- Work to complete
Answer these from the Portus setup notes:
(a) Through which two package managers is Portus available?
(b) Which version of Rust do the notes say to install?
(c) Which datapath do the notes suggest if you're not sure which one to pick?
== Passage provided ==
NOTE: Portus is our Rust implementation of CCP, but in most cases you won't actually need to clone or build it individually because it is provided as a library. Whether you are writing your own algorithm or using an existing one, Portus is available through package managers in Rust (cargo) and Python (pip). You only need to check out the repository directly if you would like to make changes to the library/API itself.
Setup
-
Regardless of whether you'd like to run or build an algorithm in Rust or Python, you'll need to install Rust (nightly version) and Cargo (Rust's package manager). Any method of installing Rust should work, but we recommend the following:
curl https://sh.rustup.rs -sSf | sh -s -- -y -v --default-toolchain nightly
-
Next, you'll need to pick a datapath and install our datapath integration. We currently support the following three datapaths. If you're not sure, you probably want the Linux Kernel. This integration has received the most use and is the easiest to set up, but we have successfully run all of the same experiments and tests on the other datapaths as well. If you would like to use a datapath that is not listed below, you'll need to add support yourself (see New Datapaths).
Linux (kernel module)
===
== Excerpted data ==
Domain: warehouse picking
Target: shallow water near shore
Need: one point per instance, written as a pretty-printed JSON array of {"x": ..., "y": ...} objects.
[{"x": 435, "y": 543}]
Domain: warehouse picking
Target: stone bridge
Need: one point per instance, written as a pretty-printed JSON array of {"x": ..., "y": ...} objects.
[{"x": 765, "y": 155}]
===
== Excerpted data ==
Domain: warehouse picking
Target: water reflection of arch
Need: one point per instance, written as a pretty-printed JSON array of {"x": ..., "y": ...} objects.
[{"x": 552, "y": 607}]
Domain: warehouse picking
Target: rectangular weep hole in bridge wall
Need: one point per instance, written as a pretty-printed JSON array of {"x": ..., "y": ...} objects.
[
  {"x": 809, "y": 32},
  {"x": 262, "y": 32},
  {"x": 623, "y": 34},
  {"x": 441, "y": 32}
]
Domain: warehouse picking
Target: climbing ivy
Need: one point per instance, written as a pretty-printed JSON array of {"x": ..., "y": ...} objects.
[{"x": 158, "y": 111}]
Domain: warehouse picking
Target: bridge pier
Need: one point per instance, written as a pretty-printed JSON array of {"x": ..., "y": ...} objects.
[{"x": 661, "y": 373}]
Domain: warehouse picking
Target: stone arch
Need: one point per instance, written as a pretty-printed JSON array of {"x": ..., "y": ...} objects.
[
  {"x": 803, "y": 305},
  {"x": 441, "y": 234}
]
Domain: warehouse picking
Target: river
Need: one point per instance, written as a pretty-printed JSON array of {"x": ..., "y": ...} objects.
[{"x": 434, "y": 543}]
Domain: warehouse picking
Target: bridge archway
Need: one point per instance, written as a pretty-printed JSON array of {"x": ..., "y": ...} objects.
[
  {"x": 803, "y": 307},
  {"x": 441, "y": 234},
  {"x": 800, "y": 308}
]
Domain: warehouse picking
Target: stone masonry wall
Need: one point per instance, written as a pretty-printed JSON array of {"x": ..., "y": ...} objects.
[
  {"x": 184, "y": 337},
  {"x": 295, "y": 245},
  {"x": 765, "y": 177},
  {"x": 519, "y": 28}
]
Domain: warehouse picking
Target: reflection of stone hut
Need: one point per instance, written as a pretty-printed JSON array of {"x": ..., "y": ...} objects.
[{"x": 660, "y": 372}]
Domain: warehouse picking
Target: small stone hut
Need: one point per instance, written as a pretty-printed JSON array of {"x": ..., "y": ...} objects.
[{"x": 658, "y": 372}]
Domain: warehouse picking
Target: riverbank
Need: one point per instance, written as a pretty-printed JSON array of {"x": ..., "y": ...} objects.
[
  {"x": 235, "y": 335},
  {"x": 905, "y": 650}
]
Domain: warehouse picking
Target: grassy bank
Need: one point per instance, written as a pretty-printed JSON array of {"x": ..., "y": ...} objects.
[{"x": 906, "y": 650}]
===
== Excerpted data ==
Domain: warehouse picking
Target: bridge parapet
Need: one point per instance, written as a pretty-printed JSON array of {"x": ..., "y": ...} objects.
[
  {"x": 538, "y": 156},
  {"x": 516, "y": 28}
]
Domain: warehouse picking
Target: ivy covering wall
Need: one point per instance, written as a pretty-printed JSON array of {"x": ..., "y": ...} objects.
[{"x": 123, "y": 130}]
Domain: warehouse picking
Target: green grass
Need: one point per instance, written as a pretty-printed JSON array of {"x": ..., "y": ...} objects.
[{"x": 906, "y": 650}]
===
- Reply to the task
(a) Cargo (Rust) and pip (Python)
(b) The nightly version
(c) The Linux Kernel